**DIRECTION**
Reproduce the lines starting with the line that contains "Each instance of the white t-shirt" and going through the line that contains "x=60, y=117", changing "happy birthday icing text" to "birthday cake lettering" and leaving everything else the same.

Position annotation records
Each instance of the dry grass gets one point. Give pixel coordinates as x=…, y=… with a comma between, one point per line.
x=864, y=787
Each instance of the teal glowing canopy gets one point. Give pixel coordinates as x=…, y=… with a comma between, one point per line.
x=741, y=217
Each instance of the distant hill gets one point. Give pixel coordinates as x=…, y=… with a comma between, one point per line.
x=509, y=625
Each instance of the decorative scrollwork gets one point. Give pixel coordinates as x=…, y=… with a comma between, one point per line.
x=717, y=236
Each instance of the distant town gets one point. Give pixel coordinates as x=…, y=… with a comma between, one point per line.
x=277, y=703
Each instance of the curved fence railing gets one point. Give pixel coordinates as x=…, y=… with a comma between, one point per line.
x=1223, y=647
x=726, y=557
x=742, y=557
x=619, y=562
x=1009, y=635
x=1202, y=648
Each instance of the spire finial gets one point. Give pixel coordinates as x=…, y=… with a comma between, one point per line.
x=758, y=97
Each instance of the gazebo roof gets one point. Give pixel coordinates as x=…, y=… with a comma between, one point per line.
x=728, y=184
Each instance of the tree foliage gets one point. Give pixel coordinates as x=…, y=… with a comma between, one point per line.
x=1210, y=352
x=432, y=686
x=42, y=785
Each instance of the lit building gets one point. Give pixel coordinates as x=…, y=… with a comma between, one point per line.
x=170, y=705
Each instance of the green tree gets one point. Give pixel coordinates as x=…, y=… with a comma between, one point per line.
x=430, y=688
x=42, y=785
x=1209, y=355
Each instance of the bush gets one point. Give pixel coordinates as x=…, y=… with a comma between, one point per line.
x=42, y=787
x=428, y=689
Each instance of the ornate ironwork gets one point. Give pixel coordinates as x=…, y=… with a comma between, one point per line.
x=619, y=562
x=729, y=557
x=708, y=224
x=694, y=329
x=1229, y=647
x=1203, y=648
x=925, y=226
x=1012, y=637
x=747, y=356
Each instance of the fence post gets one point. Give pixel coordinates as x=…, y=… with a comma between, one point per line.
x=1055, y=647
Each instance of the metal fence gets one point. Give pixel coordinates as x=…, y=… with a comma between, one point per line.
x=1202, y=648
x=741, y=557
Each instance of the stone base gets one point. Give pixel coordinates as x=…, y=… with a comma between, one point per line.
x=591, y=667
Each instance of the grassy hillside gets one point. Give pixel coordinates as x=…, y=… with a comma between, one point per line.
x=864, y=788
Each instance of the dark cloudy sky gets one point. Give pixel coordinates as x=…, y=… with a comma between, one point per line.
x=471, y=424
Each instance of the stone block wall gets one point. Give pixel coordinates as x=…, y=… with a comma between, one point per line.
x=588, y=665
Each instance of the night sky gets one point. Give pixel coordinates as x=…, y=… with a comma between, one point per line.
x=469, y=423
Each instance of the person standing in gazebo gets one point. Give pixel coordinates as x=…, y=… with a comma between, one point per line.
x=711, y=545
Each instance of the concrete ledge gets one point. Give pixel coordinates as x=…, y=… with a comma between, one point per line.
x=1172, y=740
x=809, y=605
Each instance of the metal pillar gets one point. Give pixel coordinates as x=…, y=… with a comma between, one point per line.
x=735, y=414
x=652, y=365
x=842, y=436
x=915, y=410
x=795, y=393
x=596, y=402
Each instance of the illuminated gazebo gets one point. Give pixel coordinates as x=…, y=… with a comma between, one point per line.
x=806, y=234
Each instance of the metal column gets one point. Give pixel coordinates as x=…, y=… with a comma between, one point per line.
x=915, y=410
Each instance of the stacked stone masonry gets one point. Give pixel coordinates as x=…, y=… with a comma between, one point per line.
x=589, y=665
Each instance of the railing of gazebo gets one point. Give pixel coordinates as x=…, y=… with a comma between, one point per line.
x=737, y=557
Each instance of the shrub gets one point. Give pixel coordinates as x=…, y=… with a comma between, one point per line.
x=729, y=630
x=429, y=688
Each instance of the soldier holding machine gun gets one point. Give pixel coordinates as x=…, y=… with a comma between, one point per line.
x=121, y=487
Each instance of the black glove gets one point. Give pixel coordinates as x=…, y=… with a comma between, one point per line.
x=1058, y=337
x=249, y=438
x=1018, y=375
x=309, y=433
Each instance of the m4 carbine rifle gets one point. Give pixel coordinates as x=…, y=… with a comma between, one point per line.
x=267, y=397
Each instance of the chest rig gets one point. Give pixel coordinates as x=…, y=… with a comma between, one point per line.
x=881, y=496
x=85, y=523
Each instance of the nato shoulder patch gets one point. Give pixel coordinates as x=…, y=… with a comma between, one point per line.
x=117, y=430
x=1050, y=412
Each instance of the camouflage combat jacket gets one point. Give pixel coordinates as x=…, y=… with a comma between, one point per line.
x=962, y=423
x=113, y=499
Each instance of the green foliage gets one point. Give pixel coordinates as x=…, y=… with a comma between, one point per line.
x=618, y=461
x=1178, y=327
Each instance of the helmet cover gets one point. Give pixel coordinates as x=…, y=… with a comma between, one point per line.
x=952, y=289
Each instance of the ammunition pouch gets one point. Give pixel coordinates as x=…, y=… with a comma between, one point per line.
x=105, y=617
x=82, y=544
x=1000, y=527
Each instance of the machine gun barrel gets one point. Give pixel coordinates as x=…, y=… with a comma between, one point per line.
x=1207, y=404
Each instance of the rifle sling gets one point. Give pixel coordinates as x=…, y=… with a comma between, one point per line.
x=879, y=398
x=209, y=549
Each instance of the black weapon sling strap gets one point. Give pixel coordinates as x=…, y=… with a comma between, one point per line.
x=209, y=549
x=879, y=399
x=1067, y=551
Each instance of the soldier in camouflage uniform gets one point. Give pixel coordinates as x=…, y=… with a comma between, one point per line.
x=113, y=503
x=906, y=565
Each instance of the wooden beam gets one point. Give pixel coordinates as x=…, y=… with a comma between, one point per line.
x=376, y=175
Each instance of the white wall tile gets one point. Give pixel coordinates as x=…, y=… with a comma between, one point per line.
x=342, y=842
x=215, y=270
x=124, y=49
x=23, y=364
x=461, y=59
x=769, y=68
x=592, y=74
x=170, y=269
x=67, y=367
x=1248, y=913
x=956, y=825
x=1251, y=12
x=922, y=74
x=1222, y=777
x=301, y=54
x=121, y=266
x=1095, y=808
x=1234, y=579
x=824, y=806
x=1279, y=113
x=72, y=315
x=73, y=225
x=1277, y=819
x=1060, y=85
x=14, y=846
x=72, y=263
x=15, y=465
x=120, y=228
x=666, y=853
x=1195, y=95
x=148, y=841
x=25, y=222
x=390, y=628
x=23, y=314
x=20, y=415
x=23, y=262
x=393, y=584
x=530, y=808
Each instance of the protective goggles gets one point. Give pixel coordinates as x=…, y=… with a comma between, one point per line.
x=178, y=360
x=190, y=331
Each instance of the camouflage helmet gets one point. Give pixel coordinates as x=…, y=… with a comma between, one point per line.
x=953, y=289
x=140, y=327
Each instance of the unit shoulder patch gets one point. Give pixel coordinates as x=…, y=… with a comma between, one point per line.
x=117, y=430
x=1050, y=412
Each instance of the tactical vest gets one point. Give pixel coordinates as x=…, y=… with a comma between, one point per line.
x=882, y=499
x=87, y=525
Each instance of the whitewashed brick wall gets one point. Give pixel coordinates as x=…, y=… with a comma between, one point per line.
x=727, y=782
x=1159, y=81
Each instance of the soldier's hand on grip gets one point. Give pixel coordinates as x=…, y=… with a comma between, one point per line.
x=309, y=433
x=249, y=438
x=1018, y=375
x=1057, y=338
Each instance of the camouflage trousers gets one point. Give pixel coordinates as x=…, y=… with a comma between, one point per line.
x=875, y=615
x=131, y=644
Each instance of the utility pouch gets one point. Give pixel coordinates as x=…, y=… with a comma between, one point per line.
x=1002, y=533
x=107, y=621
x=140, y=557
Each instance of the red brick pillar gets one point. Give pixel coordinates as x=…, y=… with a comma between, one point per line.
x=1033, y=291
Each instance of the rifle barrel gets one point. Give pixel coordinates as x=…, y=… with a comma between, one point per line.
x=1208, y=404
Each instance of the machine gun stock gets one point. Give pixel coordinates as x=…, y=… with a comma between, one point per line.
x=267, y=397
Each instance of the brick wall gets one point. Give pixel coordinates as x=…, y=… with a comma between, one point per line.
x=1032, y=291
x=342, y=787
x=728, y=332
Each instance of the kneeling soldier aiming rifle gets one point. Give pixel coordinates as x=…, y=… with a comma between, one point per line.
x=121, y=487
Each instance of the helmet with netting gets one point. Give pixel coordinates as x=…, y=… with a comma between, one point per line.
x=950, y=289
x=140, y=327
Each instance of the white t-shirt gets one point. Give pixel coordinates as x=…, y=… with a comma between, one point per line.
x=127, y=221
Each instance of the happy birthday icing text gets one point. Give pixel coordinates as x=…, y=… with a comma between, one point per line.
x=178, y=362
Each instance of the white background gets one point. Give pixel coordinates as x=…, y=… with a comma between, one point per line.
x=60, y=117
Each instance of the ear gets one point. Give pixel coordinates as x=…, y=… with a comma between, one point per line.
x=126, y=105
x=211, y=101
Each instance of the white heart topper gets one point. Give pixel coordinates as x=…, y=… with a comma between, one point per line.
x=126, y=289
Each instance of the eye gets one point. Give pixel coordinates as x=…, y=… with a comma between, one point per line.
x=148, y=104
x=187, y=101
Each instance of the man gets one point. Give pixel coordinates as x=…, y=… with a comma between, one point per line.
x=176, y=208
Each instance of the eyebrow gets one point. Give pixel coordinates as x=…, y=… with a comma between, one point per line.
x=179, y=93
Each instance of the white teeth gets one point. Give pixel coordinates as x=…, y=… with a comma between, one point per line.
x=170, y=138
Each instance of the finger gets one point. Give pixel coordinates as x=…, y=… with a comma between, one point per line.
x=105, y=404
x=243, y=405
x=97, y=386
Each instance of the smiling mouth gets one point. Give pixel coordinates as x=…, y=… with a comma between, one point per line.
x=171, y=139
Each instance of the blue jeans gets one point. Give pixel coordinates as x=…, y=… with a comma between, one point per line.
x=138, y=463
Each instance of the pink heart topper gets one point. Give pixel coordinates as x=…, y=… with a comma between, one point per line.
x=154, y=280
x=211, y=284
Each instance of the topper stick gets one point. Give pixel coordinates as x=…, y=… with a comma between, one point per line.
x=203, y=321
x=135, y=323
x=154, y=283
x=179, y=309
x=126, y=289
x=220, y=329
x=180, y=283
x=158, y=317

**TASK RESULT**
Each instance of the white t-shirt gets one point. Give pixel coordinates as x=…, y=… with a comma between, one point per line.
x=127, y=221
Each instance of the birthday cake lettering gets one point. Give pixel coordinates as x=…, y=… with a comma between, one point per line.
x=178, y=362
Each instance of the white background gets one point. Give pixel coordinates as x=…, y=… with a comma between, one point per line.
x=60, y=117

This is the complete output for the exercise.